• **Your task**:
Give back the full listing, character for character, with no pictures.

• **Task material**:
>> START

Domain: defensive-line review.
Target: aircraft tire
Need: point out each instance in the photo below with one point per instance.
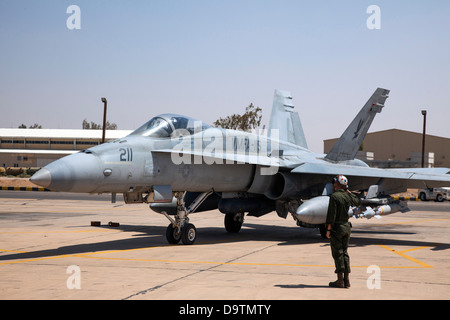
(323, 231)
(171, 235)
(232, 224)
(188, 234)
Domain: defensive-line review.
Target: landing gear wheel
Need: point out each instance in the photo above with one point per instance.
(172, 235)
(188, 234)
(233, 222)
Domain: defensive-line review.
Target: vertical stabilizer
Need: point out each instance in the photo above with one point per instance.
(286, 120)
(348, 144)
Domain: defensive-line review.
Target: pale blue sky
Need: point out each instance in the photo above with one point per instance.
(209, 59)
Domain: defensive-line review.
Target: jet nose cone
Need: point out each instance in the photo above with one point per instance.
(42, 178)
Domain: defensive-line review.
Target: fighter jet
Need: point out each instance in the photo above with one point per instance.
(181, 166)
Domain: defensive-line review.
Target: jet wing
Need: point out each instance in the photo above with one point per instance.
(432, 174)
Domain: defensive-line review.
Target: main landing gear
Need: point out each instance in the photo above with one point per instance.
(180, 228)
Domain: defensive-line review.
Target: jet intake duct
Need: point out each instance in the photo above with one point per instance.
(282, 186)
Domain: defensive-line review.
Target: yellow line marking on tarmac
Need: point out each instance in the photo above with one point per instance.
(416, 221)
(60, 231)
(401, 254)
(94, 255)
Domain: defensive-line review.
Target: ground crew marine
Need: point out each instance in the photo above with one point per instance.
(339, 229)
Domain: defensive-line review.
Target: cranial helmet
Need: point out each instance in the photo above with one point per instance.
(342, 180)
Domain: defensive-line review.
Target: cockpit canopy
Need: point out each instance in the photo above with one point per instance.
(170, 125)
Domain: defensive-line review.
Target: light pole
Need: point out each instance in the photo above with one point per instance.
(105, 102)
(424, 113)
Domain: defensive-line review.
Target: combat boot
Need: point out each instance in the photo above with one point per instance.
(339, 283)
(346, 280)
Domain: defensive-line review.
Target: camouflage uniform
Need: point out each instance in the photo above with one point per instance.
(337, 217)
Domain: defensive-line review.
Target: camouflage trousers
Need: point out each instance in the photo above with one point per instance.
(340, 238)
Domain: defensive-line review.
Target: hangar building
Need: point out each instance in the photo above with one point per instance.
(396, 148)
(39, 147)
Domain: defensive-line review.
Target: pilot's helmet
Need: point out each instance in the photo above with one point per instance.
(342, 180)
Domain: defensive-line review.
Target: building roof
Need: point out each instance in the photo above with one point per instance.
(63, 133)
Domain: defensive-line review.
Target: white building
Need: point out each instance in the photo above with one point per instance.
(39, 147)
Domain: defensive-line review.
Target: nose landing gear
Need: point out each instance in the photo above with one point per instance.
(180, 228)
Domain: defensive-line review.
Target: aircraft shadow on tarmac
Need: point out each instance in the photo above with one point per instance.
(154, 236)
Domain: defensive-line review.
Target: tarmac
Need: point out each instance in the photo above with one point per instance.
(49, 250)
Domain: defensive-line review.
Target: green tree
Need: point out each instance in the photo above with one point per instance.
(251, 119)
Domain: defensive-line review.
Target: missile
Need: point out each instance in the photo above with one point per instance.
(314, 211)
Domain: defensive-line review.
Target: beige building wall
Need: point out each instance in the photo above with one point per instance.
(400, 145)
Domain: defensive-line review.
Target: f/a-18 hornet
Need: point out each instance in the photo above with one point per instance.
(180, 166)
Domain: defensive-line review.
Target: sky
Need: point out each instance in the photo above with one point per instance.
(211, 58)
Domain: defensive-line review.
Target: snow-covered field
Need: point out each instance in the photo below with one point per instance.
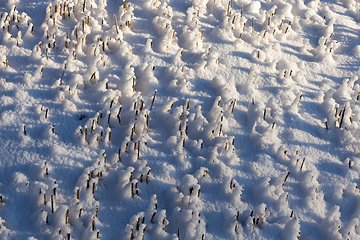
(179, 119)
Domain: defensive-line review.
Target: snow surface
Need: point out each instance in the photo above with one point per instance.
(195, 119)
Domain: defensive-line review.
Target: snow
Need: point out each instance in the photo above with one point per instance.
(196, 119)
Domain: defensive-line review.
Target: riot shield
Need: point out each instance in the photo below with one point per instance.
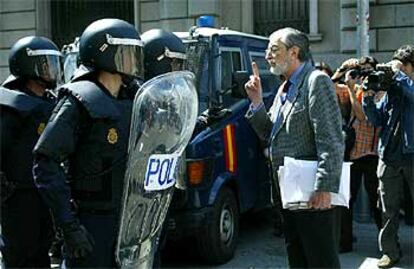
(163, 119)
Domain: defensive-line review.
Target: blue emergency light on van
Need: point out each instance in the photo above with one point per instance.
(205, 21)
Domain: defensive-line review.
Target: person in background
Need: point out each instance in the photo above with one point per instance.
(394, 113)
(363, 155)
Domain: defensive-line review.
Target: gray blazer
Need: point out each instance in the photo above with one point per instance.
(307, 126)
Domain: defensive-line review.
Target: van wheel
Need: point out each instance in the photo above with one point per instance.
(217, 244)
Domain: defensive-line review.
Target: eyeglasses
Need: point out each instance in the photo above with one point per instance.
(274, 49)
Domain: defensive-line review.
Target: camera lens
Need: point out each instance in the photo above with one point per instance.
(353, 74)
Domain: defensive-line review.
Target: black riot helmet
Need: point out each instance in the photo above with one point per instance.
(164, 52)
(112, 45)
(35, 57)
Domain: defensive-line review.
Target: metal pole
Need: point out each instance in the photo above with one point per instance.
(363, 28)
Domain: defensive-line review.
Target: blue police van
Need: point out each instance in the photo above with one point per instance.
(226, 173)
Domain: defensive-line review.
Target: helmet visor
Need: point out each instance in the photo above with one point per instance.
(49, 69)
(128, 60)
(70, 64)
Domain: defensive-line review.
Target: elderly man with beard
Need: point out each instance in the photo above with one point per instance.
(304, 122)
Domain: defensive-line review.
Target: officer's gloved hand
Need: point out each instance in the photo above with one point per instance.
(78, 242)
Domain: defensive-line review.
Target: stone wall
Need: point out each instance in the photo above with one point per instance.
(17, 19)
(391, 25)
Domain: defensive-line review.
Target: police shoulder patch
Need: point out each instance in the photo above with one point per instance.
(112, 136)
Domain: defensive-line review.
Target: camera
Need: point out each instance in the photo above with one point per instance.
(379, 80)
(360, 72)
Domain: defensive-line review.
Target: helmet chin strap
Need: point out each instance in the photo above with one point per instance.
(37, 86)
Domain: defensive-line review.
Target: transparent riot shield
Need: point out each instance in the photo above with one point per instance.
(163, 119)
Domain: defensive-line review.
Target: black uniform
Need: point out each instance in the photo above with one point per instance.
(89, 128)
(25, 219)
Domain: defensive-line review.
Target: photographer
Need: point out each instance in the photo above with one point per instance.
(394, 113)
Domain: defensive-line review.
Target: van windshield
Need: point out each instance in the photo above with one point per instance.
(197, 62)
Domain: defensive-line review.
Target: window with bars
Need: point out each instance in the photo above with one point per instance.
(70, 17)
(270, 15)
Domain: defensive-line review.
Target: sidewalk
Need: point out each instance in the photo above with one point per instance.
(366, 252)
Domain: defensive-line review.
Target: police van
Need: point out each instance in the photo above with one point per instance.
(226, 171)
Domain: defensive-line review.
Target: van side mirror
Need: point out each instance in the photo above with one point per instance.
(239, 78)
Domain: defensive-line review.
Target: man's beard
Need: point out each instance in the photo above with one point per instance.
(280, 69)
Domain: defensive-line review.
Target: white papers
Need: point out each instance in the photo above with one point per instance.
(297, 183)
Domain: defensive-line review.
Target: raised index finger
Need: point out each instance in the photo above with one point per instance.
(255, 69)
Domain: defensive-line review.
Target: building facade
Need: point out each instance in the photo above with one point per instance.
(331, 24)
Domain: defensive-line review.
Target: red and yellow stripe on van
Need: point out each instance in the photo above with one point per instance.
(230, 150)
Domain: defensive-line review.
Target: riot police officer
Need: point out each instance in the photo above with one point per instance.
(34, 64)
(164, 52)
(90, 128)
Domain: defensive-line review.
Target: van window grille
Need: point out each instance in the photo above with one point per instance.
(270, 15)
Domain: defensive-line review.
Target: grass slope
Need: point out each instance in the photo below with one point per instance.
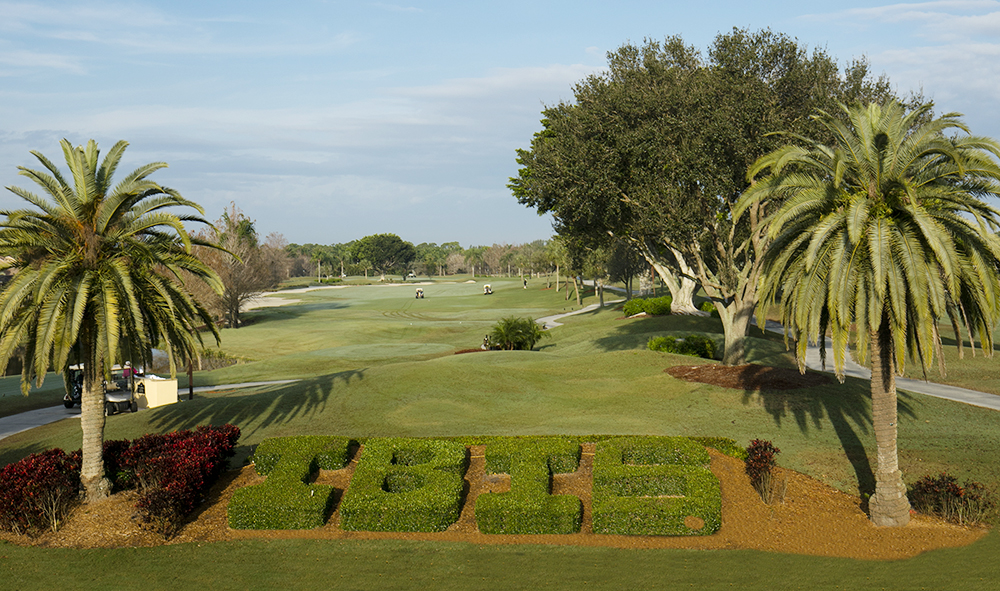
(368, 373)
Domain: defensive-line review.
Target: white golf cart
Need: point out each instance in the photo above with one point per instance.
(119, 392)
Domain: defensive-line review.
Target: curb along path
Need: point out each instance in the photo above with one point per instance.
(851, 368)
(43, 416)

>> END

• **Final result**:
Domain: defensive-line review.
Target: aircraft tire
Need: point out each instance in the photo below with one point per instance.
(323, 231)
(171, 235)
(232, 224)
(188, 234)
Domain: defensive-line review.
Target: landing gear wheel
Need: point out each instance in the photo above with one point per instance.
(172, 235)
(188, 234)
(233, 222)
Domain: defensive-line review.
Target: vertical stabilizer
Need: point out each instance in the photo above with one point per instance.
(286, 120)
(348, 144)
Domain: defensive-line review.
Target: pale blue sky
Need: point out each instance in the photo above with one point per instance.
(209, 59)
Domain: defensive-line review.
Target: jet nose cone
Need: point out each instance in the photo above with one point per instance.
(42, 178)
Domain: defensive-line review.
Target: fighter jet
Need: point out each instance in the photo above with one point per instance.
(181, 166)
Domain: defensive-line review.
Target: jet wing
Need: point out each instance in the photo above with one point per instance.
(432, 174)
Domain: defensive-line review.
Target: main landing gear
Need: point out each instance in the photo above with one point per instance.
(180, 228)
Domain: defensive-line review.
Target: jet intake duct
Need: point out each instance in the photo above with one point per instance.
(282, 186)
Domain: defensive-line review.
Target: yellow line marking on tarmac
Need: point out each instance in the photo above with one point per instance.
(416, 221)
(60, 231)
(401, 254)
(94, 255)
Domain: defensive-line review.
Target: ground crew marine
Need: point out each instance in the photo above with one point per instance.
(339, 229)
Domain: defensive-line review.
Target: cranial helmet
Need: point out each instance in the photo above with one point per instance.
(342, 180)
Domain: defensive-line review.
Target: cockpit canopy
Need: point out each instance in the photo above with one point per instance.
(170, 125)
Domain: defensive-line review.
Target: light pole
Need: point out each instance in the photo above with one point per instance.
(105, 102)
(424, 113)
Domain: defensive-line review.
Target: combat boot
Need: point out each instance in the photo above with one point per instance.
(339, 283)
(346, 280)
Domain: defensive-line review.
Target: camouflage uniform
Need: point out each instance in the photo above with one point per instance.
(337, 217)
Domain: defensive-line review.
Target: camouflage trousers
Need: point out each instance in the photo above with one point per instance.
(340, 238)
Domain: defensive-line review.
Target: hangar building
Need: point out each instance in the photo above with one point per instance.
(396, 148)
(39, 147)
Domain: defensive-line review.
Target: pilot's helmet
Need: point out each instance in the photo above with one point per instance.
(342, 180)
Domain: defensive-line review.
Target: building roof
Need: point out each instance in the photo above with one point per instance.
(63, 133)
Domain: defensive-line review.
Target: white building
Need: point out each instance in the photo above with one point per instance.
(39, 147)
Domain: defensive-line review.
Target: nose landing gear
Need: point out each instance in the photo above with one point per instance.
(180, 228)
Domain: defensive-line review.
Target: aircraft shadow on tarmac
Need: point out each instance in the photo above with one point per instance.
(154, 236)
Domain: defensive-line review.
Target: tarmac
Need: point out each instance in the photo above with one point per instance.
(49, 250)
Domain: defensive-line review.
Target: green tree
Need: point out each instance in the photo above with one point per instance.
(251, 119)
Domain: defensive-line review.
Target: missile
Need: point out each instance in the photo above with one point per instance.
(314, 211)
Domain: defensive-line review.
Target: beige building wall
Need: point out each instance in the photo above with one point per instance.
(400, 145)
Domain: defensive-line review.
Target: f/a-18 hornet
Need: point out each instance in the photo above with one point per instance.
(180, 166)
Domain: defensive-line review.
Target: sky
Need: point out each instance in the photo above with one point per instance.
(211, 58)
Domain: defensive-line review.
Target: snow-covered field
Need: point out each instance in the photo below with one point per instance.
(179, 119)
Domain: defensive-line review.
Target: snow surface
Need: point out each instance in the photo above with one point per instance.
(195, 119)
Domain: defensive-line review.
Target: snow
Need: point out each instance in the photo above with one point per instance.
(196, 119)
Domain: defensive-line review.
Target: riot shield
Need: point out each instance in the photo below with one point per instance.
(163, 119)
Domain: defensive-line review.
Target: blue emergency light on van
Need: point out each instance in the photo above with one point per instance.
(205, 21)
Domain: defensive-line review.
Target: person in background
Need: point out each instance in the photo above with one point per instance.
(394, 113)
(363, 155)
Domain: defensive-line review.
Target: gray blazer
Need: point out each instance in the photo above with one point per instance.
(307, 126)
Domain: defensive-line review.
Target: van wheel
Need: point out each instance in the photo above with one point per instance.
(217, 244)
Domain: defensive-line review.
Target: eyeglasses
Need: point out each instance in the photo above with one point per instance.
(274, 49)
Domain: defensive-line review.
Target: camera lens
Need: point out each instance in the photo above with one point per instance.
(353, 74)
Domain: defensive-line review.
Target: black riot helmet
Need: point out each instance in the photo above with one point per instance.
(164, 52)
(112, 45)
(35, 57)
Domain: defensive-line review.
Target: metal pole
Need: point out each instance in the photo above with one point per instance.
(363, 28)
Domain: defensive-line review.
Target: blue police van
Need: point out each instance in the photo above with one point per instance.
(226, 173)
Domain: defensive-line review.
Target: helmet visor
Need: point out each instance in the photo above with one point per instance.
(49, 69)
(128, 60)
(70, 64)
Domain: defensive-line review.
Target: elderly man with beard
Need: point out each instance in the photo above with one point per instance.
(304, 122)
Domain: defensive-line review.
Target: officer's gloved hand
Need: point out each instance in the photo above with one point per instance.
(78, 242)
Domain: defensive-line review.
Target: stone wall
Need: point out each instance in the photo above with one point per instance.
(17, 19)
(391, 25)
Domain: defensive-line review.
Target: police shoulder patch
Need: point out each instance in the photo above with one point per instance.
(112, 136)
Domain: defensive-line review.
Target: camera
Need: point out each instance in the photo above with one point per instance.
(379, 80)
(360, 72)
Domain: defensive-line review.
Target: helmet chin strap
Need: point out each instance in the photo above with one point per instance.
(37, 86)
Domain: defensive-line review.
Target: transparent riot shield
Need: point out each instance in the photo above with one point per instance.
(163, 119)
Domain: defensive-line review.
Target: black uniform
Need: point out each instance in the photo above with one point per instance.
(89, 128)
(25, 219)
Domain: defensive-line review.
Target: photographer
Need: point out each instance in the photo above with one point per instance.
(394, 113)
Domain: defensive-line review.
Target: van windshield
Need: point out each instance in the photo above with one point per instance.
(197, 62)
Domain: defensive-line review.
Target: window with bars
Need: point out each instance in the photo above with one point per instance.
(70, 17)
(270, 15)
Domain: defensive-line review.
Target: sidewalk
Need: point out each instance in the photo above with one point per instance.
(366, 252)
Domain: defensive-line review.
Target: police van
Need: point out each instance in the photo above with one point per instance.
(226, 171)
Domain: defensive-line review.
Target: van side mirror
Need: point out each instance in the photo above with one point per instance.
(239, 78)
Domain: defensive-line review.
Target: man's beard
Need: point out each instance in the photo above with one point per instance.
(280, 69)
Domain: defensive-line review.
Target: white papers
Need: point out each instance in the photo above with one point per instance.
(297, 183)
Domain: defensive-line review.
Target: raised index finger
Need: point out each instance in the photo above with one point per instance.
(255, 69)
Domain: defensive-line review.
Target: building facade
Need: point out each instance in the photo above with one point per instance.
(331, 24)
Domain: defensive-line review.
Target: red and yellow stripe on van
Need: point out each instance in the photo above with one point per instance.
(230, 150)
Domain: defensive-line review.
Target: riot police officer
Need: point out each instance in the photo above with one point per instance.
(34, 64)
(164, 52)
(90, 128)
Domain: defensive-line review.
Target: van window grille
Need: point out each instance in the photo above with one point per instance.
(270, 15)
Domain: defensive-line review.
Target: grass slope
Need: point out each instance in the photo below with one point per instance.
(368, 373)
Domain: defensive-line review.
Target: white golf cart
Need: point out each instance in the photo above with one point per instance.
(119, 392)
Domain: defensive-line review.
Target: curb along path
Need: point out each instance in the photo above with one point per instance.
(851, 368)
(43, 416)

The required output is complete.